Stored data entries
****

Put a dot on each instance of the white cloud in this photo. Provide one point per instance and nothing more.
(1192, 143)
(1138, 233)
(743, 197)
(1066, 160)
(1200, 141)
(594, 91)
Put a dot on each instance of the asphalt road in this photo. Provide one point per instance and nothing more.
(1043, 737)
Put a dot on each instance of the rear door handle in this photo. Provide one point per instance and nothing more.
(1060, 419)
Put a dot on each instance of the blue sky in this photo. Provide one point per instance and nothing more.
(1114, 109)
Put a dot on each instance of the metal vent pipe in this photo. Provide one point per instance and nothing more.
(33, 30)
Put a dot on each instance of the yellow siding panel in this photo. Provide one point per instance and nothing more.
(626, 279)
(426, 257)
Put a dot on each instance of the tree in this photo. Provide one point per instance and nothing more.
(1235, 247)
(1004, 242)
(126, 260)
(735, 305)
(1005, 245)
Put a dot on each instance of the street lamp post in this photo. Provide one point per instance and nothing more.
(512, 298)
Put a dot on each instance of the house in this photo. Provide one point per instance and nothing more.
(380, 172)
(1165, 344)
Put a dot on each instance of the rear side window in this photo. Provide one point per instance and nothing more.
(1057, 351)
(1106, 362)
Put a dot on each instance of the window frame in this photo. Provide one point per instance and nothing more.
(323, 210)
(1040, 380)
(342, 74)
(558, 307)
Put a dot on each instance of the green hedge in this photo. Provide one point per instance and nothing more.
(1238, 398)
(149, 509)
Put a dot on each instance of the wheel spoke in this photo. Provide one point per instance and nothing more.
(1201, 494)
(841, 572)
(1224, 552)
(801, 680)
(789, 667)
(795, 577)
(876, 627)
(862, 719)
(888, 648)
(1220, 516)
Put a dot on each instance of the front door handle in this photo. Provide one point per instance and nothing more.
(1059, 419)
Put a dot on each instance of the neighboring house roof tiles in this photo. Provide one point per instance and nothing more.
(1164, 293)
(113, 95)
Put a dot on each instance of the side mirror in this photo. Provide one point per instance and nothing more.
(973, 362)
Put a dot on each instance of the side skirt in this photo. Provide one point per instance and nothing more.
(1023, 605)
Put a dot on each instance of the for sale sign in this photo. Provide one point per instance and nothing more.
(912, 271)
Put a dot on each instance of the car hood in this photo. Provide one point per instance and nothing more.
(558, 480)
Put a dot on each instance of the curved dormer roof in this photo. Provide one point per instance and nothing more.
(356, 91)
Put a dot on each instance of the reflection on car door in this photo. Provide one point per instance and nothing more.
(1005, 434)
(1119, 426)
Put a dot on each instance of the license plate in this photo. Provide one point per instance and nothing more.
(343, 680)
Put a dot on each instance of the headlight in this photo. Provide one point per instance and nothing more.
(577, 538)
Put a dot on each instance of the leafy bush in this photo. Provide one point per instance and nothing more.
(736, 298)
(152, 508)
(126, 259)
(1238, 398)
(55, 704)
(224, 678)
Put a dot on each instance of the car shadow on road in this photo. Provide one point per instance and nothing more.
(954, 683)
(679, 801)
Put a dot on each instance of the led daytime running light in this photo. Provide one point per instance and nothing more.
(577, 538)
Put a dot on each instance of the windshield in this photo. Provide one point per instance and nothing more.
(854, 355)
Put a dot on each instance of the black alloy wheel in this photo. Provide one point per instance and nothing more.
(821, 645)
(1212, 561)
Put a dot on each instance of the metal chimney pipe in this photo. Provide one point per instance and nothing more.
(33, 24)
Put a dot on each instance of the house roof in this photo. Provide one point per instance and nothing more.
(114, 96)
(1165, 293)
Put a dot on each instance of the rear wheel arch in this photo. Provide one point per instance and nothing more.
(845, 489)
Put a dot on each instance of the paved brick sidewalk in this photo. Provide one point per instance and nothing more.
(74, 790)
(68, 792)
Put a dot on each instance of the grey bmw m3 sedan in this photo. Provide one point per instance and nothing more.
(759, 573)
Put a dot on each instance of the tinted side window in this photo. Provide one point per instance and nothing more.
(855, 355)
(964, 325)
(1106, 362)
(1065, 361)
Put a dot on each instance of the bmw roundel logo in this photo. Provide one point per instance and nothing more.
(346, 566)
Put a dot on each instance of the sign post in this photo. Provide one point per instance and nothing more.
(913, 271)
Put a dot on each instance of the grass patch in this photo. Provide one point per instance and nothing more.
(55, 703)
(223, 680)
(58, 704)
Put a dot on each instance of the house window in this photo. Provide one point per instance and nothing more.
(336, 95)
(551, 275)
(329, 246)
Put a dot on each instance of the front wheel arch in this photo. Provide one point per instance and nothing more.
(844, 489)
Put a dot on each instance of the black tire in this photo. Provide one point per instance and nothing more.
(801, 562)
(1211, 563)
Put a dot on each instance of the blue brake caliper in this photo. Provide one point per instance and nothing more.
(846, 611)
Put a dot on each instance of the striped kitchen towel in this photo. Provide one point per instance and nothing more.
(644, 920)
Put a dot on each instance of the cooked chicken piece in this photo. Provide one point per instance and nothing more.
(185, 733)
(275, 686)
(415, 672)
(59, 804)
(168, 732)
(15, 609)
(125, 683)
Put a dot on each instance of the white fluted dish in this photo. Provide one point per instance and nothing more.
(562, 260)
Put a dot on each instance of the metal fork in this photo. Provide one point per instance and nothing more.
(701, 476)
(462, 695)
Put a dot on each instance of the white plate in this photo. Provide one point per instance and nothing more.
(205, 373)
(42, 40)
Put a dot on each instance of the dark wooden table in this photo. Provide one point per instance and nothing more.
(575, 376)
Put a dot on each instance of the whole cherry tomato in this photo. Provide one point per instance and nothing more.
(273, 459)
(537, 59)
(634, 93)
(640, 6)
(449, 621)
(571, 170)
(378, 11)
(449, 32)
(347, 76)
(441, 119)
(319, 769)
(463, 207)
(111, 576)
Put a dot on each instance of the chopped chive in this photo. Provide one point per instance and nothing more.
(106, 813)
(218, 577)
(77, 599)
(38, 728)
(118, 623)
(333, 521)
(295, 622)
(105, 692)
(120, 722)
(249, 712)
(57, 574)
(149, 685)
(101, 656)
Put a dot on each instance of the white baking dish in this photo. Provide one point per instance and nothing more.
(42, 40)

****

▶ _WHAT IS NEEDED_: Only an exact transcription of all the records above counts as an answer.

▶ _OUTPUT BELOW_:
Put a dot on each instance of the white cloud in this photo. Provide one point per instance and nothing more.
(1192, 143)
(1138, 233)
(743, 197)
(1066, 160)
(1200, 141)
(594, 91)
Put a dot on each instance of the asphalt road in this photo. Provide one point per instance and nothing more.
(1043, 737)
Put a dot on each instance of the rear door handle in this photo. Provide one point per instance and nothing more.
(1060, 419)
Put a dot on each instance of the blue sky in this photo. Provide one point per instance and nothing more.
(1114, 109)
Put a dot on each instance of the metal vent pipe in this photo. Provide one point per instance and nothing more.
(33, 30)
Put a dot on each instance of the yellow siding panel in this photo. Provide one point per instance and nothing more.
(626, 279)
(426, 257)
Put a dot on each instance of the tree in this photo. Provide one point per instance and nothing more.
(1235, 247)
(1004, 242)
(126, 260)
(735, 305)
(1005, 245)
Put a dot on each instance of the street lamp post in this photo. Provide one point per instance and nothing more.
(512, 298)
Put a dot on each instance of the house in this photo. Provide one point per instance and nothing more.
(380, 172)
(1165, 344)
Put a dot on each instance of the rear side window in this photo. Provide one point per instance and nothing more.
(1057, 351)
(1106, 362)
Put a dot on each instance of the window frame in this photo. Provide one point per instance and nothing more.
(323, 210)
(1040, 380)
(342, 74)
(558, 307)
Put a dot on each instance of the green hedge in this photo. Provide one point per instance and nothing more.
(1238, 398)
(149, 509)
Put a dot on each instance of the wheel spoke in this photo. Provide one point per instance and nothing more.
(1201, 494)
(841, 572)
(1224, 552)
(801, 680)
(789, 667)
(795, 577)
(876, 627)
(862, 719)
(888, 648)
(1220, 516)
Put a dot on each instance of the front door handle in this photo. Provide one point per instance and nothing more.
(1059, 419)
Put a dot on each instance of the neighboring house roof tiles in this photo. Provide one point per instance and nothing more.
(1164, 293)
(113, 95)
Put a dot on each instance of the side mirror in this photo. Provide one point per instance and nothing more.
(973, 362)
Put a dot on each instance of the side skirt in this photo. Provide one point per instance and nothing more.
(1023, 605)
Put a dot on each instance of the for sale sign in this photo. Provide one point per instance and nothing more.
(912, 271)
Put a dot on each instance of the car hood in this photo. Provide one point per instance and nothing more.
(558, 480)
Put a dot on each instance of the curved dormer roof in this photo. Provide one point per instance and nothing more.
(356, 91)
Put a dot on each instance of the reflection on car door in this photo. Provide one point per instance and nothing more.
(1005, 434)
(1119, 426)
Put a dot on each instance of the license plate in this photo. Provide one point per instance and nothing more.
(343, 680)
Put a dot on each instance of the headlight in this photo. Provide one point per instance and nothing more.
(577, 538)
Put a dot on each instance of the leafy bush in this photo. Provide one point per instance and nothing more.
(736, 298)
(152, 508)
(126, 259)
(1238, 398)
(55, 704)
(224, 678)
Put a dot on each instance of the car shadow on road in this photo. Provide one point per instance and nothing more.
(954, 683)
(679, 801)
Put a dot on each instance of the led daytime running light in this photo. Provide one point per instance and nothing more.
(577, 538)
Put a dot on each instance of the windshield in this photo. Provide one point per instance and nothing more.
(854, 355)
Put a dot on each instance of the black alloy wheel in this photo. Provide one point per instance and nothing more.
(821, 645)
(1212, 561)
Put a dot on each instance of the metal chimney pipe in this photo. Provide one point per instance and nothing more.
(33, 24)
Put a dot on each instance of the house roof in this photo. Provide one point per instance and nothing more.
(114, 96)
(1165, 293)
Put a dot on each instance of the rear wheel arch in this photo. Provide one point per instance and nothing more.
(845, 489)
Put a dot on each instance of the paved brick sidewalk in this photo. Provide one point per instance and nothing more.
(74, 790)
(68, 792)
Put a dot on each instance of the grey bmw m3 sedan in this photo. Provide one point per instance and nothing more.
(759, 573)
Put a dot on each instance of the tinted side window in this photo. Provide one point per instance and nothing more.
(855, 355)
(964, 325)
(1106, 362)
(1065, 361)
Put a dot on each instance of the bmw roundel logo in this photo. Provide one point per instance and nothing more.
(346, 566)
Put a dot on each instance of the sign post in this photo. Provide one point per instance and nothing more.
(913, 271)
Put a dot on each instance of the grass patch in this photo. Provide one point per instance and nothing more.
(55, 703)
(223, 680)
(58, 704)
Put a dot on each instance of the house window in this photo. Provide one point per instance and nothing more.
(336, 95)
(551, 275)
(329, 246)
Put a dot on each instance of the front wheel arch in this photo. Provide one point per instance and nothing more.
(844, 489)
Put a dot on each instance of the black tire in this photo. Provide one point per instance and nothing more.
(801, 562)
(1211, 563)
Put a dot on each instance of the blue brake caliper in this photo. Provide one point per instance and nothing more.
(846, 611)
Put a dot on each instance of the striped kitchen towel in this photo. Provide one point per instance and nothing more.
(644, 920)
Put a dot on each instance of the cooked chicken piece in this photo. Provide one point per instance and nothing more.
(185, 733)
(275, 686)
(415, 672)
(59, 804)
(168, 732)
(15, 609)
(125, 683)
Put a dot on each instance of the white fluted dish in this photo. Provide one point per instance and nothing more.
(562, 260)
Put a dot on each instance of the metal fork in this photo. Provide one point per instance and nothing more.
(701, 476)
(462, 695)
Put a dot on each instance of the white plate in this photo. Provide one point per instance and nothing more.
(205, 373)
(42, 40)
Put a dot on each instance of the dark wooden table in this photo. Provide one point per instance and nothing more.
(575, 376)
Put a dot on each instance of the whole cherry tomato in this photo. Provide one point per instance and nothing more.
(273, 459)
(537, 59)
(634, 93)
(640, 6)
(449, 621)
(571, 170)
(378, 11)
(449, 32)
(347, 76)
(441, 119)
(319, 769)
(463, 207)
(111, 576)
Put a dot on each instance of the chopped chive in this photo. Provide one point per instance and nothing more.
(106, 813)
(218, 577)
(77, 599)
(38, 728)
(118, 623)
(333, 521)
(295, 622)
(105, 692)
(120, 722)
(249, 712)
(57, 574)
(149, 685)
(101, 656)
Put a dot on each instance of the white baking dish in this photo. Provide one point per instance and nothing more.
(42, 40)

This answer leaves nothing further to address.